Pick out every line of the material below that contains the string "query" and copy each one in full. Letter case counts.
⁂
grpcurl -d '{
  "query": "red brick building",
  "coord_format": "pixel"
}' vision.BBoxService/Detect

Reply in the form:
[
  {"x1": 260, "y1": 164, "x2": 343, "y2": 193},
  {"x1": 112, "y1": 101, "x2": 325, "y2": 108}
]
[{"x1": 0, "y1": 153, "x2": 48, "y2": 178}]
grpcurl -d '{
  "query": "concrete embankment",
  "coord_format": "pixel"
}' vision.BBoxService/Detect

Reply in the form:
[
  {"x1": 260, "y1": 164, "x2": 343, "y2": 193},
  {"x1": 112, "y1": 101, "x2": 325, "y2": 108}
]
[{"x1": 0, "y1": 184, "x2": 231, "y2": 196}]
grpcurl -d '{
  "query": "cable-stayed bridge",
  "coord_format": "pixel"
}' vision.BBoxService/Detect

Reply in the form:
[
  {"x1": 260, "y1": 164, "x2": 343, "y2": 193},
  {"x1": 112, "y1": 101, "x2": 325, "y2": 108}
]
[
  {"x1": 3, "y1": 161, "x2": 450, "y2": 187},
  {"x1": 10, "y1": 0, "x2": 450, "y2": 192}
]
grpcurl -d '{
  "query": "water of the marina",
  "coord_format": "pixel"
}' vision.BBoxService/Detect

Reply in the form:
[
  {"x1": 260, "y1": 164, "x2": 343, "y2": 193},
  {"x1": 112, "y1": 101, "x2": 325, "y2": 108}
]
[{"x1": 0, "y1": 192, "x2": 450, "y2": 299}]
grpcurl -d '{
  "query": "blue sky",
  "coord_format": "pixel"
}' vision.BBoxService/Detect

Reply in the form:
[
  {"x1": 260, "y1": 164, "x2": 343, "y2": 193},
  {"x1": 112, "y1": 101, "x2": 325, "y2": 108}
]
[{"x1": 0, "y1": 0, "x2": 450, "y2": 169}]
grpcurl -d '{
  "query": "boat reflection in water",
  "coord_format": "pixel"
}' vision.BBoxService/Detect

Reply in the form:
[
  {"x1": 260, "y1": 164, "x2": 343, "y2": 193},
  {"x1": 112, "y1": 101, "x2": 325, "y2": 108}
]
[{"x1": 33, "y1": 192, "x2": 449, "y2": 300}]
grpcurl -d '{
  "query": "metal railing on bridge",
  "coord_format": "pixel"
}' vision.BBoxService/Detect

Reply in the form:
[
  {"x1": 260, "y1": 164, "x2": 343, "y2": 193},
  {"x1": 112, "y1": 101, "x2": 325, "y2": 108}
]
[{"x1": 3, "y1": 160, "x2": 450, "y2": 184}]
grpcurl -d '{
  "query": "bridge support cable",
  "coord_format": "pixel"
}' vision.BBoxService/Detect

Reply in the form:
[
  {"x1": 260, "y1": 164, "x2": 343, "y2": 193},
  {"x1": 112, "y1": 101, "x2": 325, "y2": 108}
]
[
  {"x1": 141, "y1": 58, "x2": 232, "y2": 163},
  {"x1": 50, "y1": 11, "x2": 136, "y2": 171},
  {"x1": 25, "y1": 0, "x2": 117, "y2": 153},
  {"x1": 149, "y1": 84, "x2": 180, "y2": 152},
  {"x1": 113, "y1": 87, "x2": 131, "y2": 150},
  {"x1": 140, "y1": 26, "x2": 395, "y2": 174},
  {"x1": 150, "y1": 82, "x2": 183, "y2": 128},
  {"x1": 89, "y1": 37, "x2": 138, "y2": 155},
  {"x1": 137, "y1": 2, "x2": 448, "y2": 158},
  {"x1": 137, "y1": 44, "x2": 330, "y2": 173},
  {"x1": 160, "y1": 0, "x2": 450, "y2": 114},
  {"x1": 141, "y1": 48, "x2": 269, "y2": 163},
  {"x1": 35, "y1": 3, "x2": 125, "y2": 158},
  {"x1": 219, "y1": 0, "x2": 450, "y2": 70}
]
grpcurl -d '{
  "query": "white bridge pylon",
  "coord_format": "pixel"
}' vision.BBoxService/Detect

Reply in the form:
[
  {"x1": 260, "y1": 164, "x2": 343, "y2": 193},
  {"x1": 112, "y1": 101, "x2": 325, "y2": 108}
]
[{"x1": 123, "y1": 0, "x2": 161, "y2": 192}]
⁂
## TASK ANSWER
  "query": "red brick building",
  "query": "concrete embankment",
  "query": "cable-stayed bridge",
  "query": "water of the marina",
  "query": "blue sky",
  "query": "boat reflection in water",
  "query": "metal railing on bridge",
  "query": "bridge support cable",
  "query": "white bridge pylon",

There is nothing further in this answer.